Reproduce all of the lines below word for word, omitting the pictures.
─── INFORMATION GIVEN ───
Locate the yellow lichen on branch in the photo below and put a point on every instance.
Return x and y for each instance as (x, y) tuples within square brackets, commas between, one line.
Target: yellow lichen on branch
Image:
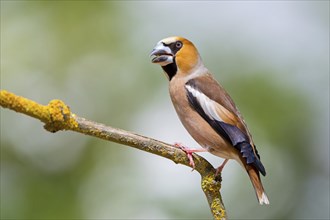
[(57, 116)]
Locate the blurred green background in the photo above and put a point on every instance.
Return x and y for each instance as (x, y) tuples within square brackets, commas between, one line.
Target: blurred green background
[(272, 57)]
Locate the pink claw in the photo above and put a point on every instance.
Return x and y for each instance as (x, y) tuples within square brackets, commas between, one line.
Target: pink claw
[(189, 153)]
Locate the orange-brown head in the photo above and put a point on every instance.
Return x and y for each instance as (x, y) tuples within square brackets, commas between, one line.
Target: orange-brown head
[(176, 54)]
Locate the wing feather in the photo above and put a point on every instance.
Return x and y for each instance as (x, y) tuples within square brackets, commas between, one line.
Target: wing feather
[(225, 123)]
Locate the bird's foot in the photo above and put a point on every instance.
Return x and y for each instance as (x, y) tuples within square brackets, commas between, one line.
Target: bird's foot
[(189, 152), (220, 168)]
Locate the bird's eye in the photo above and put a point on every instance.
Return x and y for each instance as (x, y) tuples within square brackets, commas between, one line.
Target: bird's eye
[(178, 44)]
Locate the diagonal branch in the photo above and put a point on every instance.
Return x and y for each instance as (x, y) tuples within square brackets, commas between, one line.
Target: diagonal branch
[(57, 116)]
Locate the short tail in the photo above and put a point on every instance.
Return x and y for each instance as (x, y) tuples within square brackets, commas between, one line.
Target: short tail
[(256, 182)]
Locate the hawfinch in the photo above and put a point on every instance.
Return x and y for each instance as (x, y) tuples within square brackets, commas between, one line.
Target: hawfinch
[(206, 109)]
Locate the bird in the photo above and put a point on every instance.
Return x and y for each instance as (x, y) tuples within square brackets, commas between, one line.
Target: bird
[(206, 110)]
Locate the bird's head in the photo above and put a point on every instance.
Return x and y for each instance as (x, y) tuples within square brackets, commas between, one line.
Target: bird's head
[(176, 54)]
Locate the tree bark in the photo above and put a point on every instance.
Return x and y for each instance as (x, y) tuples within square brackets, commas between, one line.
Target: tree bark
[(57, 116)]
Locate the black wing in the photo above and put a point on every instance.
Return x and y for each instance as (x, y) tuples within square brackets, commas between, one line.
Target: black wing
[(229, 132)]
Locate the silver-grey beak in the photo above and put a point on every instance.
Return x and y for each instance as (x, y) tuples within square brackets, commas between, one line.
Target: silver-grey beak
[(162, 55)]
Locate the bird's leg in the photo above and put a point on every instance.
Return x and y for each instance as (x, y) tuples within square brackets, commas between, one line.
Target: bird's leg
[(189, 152), (220, 168)]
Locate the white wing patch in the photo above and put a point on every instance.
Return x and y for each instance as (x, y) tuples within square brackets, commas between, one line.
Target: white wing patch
[(207, 104)]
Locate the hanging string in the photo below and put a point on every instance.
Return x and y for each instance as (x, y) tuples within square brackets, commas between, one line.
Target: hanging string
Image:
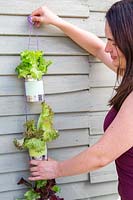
───
OUTPUT FOR THIS TASK:
Locate the yellow lichen on branch in the photo below and put a point on every instance.
Return x and y for each instance as (x, y) tuples within square brackets, commas between, one line.
Target: yellow lichen on branch
Image:
[(57, 116)]
Locate the blurred green background in the photo above and put a point on every instance.
Return x and y for each instance as (x, y) tuples within square brackets, commas between, one line.
Target: blurred green background
[(272, 57)]
Locate the pink claw in the photo above and put a point on every instance.
Return x and y for each instance as (x, y) tuples within square brackets, commas between, one line.
Target: pink claw
[(189, 153)]
Locate the orange-brown head in the photo above and put a point on every instance.
Return x and y for each instance as (x, y) tuples within square brackets, commas between, one line.
Target: orange-brown head
[(176, 54)]
Locate the wing feather in the photo above and put a point on every instance.
Return x and y for each instance as (x, y) tuples within square brackets, commas between, one line.
Target: wing feather
[(225, 123)]
Locate the bird's foot in the photo above and put a point on every instance.
Return x and y for each instance as (x, y) tuples within square brackets, commas between, one line.
Target: bird's foot
[(189, 152), (220, 168)]
Locate the bird's eye in the photo above and put a point on every instance.
Return x and y for each instance as (x, y) tuples within square brackets, commas between, one line.
Target: bird's eye
[(178, 44)]
Locate the diagonal branch in the photo above and put a point on every instance.
Return x and y for each instance as (x, y) tuples within square brackets, commas between, one line.
Target: diagonal branch
[(57, 116)]
Locate the short tail in the photo above and put a point on every instance.
Return x and y for each instance as (x, y) tuples within square brackets, commas between, one line.
Target: short tail
[(256, 182)]
Locate the hawfinch in the photo above and put a point on every instance.
Return x and y for each instance as (x, y) tuples within square brackets, commas between, one line.
Target: hawfinch
[(206, 109)]
Locate the bird in the photo above and put a point on every instance.
Return x and y for each instance as (x, y) tuples within square brackets, commas between, one line.
Target: bird
[(206, 110)]
Locate the bird's head in the photo above and put a point on every instance.
Return x and y for each instance as (x, y) tuples within square brackets, commas between, one line.
Target: bird's head
[(176, 54)]
Locate the tree bark in the photo above and put a point on every instance.
Return x and y for each instance as (x, y) tuples within square brackets, commas between, one line.
Target: tree bark
[(57, 116)]
Locate the black wing in the photo above and put a point on every instance.
Return x and y for each instance as (x, y) tuples within square brackets, commas between, one line.
Target: black wing
[(229, 132)]
Locate the silver-grey beak in the photo above and put a point on every instance.
Return x and y for each instance as (x, y) tuples within square brackets, commas between, one line.
Target: silver-grey beak
[(162, 55)]
Locate the bird's leg in the photo above and put a point on every instance.
Return x and y for each instance as (x, y) tuples within square brackets, commas between, one line.
Target: bird's leg
[(189, 152), (220, 168)]
Locate the white wing patch in the photo above and put a point on every instance.
Return x and y for each instance as (x, y) tuples within square brackets, commas between, one line.
Target: white wing patch
[(207, 104)]
Locate the hanging string in the photo below and put a point on every instance.
Return x and y for each instance as (x, y) tuples within square brackets, commas between, one line.
Target: hanging string
Image:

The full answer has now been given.